Reproduce the data below word for word, from the line with "Target: green field" through the line with "column 343, row 141", including both of those lines. Output only those lines.

— BEGIN Extracted records —

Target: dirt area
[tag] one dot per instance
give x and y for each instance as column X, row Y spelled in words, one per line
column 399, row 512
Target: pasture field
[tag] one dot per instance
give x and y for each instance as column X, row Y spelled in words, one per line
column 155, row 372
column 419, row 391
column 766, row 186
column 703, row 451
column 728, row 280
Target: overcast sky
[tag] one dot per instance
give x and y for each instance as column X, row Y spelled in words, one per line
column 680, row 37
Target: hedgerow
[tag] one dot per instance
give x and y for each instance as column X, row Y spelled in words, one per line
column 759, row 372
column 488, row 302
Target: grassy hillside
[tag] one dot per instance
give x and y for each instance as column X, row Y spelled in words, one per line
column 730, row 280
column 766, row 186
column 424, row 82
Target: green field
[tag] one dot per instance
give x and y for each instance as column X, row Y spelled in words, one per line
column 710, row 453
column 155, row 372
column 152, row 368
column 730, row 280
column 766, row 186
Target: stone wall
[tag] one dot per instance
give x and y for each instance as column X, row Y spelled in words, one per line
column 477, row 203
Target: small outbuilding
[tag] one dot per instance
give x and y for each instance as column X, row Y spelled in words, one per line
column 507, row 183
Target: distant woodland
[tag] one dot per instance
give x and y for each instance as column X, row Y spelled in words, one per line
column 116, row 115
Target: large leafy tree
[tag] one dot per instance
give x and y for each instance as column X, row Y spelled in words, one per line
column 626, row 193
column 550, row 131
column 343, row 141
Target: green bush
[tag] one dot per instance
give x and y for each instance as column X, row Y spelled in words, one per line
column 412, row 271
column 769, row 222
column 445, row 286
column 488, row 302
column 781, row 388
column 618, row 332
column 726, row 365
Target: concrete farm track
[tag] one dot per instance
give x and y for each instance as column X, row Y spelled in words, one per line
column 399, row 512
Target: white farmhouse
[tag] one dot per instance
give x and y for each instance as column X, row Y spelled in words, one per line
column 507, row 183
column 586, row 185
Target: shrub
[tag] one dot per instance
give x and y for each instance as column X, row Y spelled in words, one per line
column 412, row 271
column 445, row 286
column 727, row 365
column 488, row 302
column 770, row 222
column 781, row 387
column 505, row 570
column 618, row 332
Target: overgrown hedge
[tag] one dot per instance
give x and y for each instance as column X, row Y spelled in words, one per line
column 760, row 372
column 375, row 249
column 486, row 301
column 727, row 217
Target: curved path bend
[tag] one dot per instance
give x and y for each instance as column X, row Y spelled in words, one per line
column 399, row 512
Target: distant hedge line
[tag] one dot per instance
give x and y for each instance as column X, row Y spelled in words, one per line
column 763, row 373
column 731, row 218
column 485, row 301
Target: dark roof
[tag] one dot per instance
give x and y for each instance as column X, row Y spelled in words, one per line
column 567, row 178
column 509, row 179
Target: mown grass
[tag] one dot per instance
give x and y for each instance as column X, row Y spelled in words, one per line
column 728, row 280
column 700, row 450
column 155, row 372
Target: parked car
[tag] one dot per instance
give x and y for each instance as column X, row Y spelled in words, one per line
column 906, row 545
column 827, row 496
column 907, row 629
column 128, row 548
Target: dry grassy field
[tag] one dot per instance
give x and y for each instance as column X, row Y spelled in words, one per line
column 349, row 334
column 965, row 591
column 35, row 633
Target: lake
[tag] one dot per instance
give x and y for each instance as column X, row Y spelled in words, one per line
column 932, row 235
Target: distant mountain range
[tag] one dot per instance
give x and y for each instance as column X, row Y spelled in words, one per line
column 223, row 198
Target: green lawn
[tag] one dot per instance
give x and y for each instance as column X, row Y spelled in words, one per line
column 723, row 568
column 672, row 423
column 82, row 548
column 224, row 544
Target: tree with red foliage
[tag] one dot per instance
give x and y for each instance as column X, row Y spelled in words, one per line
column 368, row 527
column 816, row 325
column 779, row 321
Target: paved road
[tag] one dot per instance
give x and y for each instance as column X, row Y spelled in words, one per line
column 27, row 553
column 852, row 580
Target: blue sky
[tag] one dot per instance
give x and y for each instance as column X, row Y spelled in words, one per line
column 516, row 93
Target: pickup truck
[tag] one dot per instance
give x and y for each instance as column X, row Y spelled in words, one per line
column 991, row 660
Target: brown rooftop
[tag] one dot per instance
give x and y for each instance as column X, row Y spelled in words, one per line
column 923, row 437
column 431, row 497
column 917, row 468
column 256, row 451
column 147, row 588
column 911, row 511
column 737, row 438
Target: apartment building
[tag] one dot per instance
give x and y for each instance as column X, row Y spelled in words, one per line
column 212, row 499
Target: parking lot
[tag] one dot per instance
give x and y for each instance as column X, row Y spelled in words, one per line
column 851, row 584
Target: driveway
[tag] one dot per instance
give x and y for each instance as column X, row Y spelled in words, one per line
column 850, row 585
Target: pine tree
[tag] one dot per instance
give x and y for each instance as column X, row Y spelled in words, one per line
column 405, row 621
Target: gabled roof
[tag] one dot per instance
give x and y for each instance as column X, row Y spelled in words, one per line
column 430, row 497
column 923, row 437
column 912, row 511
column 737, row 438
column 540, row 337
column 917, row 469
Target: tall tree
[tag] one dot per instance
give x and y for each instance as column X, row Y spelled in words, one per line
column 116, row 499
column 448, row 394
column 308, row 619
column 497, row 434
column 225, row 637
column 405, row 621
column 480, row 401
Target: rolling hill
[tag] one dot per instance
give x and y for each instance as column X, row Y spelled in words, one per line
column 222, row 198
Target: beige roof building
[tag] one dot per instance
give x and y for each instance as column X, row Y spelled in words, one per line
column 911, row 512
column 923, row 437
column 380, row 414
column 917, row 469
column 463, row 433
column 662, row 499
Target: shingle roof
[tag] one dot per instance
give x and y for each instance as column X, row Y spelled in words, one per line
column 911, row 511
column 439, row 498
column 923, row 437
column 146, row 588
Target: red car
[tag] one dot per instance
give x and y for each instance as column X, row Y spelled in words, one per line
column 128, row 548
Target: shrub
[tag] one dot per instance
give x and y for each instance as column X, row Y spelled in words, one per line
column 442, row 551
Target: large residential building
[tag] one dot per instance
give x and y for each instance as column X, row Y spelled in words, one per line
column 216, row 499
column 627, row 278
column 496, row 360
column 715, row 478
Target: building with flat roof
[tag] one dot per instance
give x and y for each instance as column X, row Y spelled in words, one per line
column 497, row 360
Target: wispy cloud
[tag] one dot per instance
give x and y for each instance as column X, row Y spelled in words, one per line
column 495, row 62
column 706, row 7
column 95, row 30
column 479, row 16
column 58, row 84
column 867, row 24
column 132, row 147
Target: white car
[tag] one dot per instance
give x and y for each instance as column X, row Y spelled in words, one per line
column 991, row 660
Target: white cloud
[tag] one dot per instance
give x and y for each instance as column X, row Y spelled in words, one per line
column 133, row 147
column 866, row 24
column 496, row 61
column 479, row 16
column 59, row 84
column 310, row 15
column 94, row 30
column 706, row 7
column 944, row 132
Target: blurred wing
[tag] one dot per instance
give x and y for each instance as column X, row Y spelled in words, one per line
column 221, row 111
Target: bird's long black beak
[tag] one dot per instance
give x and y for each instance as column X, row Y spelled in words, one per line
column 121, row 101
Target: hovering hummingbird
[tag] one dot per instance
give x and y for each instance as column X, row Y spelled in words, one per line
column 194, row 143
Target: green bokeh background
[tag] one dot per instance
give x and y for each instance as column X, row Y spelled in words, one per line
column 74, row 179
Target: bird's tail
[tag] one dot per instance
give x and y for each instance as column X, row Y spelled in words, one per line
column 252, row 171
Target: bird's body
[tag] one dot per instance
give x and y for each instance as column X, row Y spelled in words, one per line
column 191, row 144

— END Extracted records —

=== Worked answer ===
Target: green field
[tag] one dot per instance
give x and y for each instance as column X, row Y spelled in words, one per line
column 710, row 453
column 155, row 372
column 152, row 368
column 730, row 280
column 766, row 186
Target: stone wall
[tag] one dot per instance
give x and y for each instance as column X, row Y spelled in words, one per line
column 477, row 203
Target: small outbuilding
[tag] one dot per instance
give x and y for each instance as column X, row Y spelled in words, one per line
column 507, row 183
Target: distant woodland
[tag] one dot per instance
give x and y for each instance as column X, row Y spelled in words, one per line
column 116, row 115
Target: large leafy tree
[tag] one dot per instance
give x and y for each instance as column X, row Y spelled in words, one per line
column 626, row 193
column 550, row 131
column 343, row 141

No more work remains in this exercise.